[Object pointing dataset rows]
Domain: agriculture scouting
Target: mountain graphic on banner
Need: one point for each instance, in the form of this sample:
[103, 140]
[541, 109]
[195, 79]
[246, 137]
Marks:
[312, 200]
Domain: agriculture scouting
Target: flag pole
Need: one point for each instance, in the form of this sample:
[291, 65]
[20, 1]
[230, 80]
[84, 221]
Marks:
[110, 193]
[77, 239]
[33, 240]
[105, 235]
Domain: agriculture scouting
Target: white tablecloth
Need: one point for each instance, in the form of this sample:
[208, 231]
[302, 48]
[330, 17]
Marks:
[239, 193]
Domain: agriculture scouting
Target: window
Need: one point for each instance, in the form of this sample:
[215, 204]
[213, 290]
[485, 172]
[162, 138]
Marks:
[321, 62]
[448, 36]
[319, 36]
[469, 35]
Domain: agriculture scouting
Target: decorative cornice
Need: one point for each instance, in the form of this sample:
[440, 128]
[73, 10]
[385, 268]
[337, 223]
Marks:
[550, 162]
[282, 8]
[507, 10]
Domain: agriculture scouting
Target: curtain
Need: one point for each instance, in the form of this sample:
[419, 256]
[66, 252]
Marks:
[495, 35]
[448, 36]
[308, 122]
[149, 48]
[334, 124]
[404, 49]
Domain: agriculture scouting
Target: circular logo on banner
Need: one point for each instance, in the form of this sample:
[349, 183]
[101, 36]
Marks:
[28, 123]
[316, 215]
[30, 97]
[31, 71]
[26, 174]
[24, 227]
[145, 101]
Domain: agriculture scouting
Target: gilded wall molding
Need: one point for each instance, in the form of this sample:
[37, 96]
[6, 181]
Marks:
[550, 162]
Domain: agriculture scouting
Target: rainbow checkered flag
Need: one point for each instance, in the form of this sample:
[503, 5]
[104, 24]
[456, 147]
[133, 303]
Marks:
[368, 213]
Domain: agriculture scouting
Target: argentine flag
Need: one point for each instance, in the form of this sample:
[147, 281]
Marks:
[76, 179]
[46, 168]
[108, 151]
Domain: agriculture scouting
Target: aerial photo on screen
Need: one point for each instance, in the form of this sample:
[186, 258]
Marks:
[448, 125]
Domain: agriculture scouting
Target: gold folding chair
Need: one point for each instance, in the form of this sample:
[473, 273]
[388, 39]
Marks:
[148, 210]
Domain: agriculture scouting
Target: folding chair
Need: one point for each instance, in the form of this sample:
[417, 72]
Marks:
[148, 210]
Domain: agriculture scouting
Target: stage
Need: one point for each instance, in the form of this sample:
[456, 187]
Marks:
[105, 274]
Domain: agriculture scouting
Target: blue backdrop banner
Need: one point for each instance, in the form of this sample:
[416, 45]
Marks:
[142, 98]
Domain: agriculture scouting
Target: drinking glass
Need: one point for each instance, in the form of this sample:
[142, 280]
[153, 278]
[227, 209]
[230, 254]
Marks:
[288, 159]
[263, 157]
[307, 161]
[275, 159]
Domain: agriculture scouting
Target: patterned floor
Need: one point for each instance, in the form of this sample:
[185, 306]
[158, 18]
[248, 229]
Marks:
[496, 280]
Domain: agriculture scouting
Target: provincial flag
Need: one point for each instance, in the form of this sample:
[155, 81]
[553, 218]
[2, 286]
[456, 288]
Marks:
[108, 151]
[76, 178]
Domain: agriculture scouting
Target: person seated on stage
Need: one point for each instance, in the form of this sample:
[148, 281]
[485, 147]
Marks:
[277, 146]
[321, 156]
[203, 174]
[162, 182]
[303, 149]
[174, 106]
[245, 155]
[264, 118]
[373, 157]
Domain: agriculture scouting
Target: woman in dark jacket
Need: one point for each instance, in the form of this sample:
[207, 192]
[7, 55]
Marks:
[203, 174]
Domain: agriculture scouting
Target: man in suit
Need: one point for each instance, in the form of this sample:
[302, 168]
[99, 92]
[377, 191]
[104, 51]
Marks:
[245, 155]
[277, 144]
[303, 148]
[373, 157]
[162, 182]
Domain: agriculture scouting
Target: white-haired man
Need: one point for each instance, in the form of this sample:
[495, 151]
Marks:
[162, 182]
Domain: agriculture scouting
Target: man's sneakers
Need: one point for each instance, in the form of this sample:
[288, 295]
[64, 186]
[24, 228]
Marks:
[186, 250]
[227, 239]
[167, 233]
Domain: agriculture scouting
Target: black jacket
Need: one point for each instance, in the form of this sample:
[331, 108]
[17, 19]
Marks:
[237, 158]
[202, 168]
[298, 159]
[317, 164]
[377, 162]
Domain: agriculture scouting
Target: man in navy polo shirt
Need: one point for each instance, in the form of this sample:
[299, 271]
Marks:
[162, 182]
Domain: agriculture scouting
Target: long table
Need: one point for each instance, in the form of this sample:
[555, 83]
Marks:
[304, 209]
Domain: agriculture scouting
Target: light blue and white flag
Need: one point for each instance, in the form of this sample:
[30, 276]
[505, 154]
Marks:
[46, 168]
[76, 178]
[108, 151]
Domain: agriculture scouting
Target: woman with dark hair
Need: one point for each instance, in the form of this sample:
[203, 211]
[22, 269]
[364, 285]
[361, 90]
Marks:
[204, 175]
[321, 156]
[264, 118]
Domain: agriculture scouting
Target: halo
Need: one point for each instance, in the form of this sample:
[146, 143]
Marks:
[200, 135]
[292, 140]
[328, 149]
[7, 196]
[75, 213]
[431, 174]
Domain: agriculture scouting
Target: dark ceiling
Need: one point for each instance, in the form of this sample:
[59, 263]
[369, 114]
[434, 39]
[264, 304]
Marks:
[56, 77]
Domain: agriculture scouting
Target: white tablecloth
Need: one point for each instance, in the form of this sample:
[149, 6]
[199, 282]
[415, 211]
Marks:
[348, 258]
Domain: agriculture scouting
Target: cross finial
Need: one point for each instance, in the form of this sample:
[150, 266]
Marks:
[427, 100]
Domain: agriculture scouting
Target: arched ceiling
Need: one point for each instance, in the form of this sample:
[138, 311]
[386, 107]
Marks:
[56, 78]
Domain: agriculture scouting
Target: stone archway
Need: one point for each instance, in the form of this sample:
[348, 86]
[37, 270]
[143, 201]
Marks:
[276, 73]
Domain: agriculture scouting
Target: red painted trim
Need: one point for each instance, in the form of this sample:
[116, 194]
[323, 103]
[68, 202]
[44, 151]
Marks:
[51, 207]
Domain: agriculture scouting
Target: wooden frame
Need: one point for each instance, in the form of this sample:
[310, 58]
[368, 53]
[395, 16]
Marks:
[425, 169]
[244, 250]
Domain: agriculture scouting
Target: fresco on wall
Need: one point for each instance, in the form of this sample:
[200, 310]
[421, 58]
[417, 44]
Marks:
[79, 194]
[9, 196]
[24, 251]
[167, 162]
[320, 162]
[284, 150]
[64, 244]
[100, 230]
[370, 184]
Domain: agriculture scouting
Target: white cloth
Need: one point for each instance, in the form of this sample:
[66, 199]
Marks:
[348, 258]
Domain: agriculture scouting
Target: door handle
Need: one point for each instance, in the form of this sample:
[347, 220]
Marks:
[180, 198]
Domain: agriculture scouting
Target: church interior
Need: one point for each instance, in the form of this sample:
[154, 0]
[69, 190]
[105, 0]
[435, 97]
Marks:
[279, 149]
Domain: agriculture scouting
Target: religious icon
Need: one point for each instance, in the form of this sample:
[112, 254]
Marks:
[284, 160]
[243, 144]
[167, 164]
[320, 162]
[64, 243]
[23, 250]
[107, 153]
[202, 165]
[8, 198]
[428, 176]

#### WHAT YOU SHOULD DO
Return every line in the listing above that contains the word "wall".

#### WRITTEN REPLY
Target: gilded wall molding
Target: fresco on wall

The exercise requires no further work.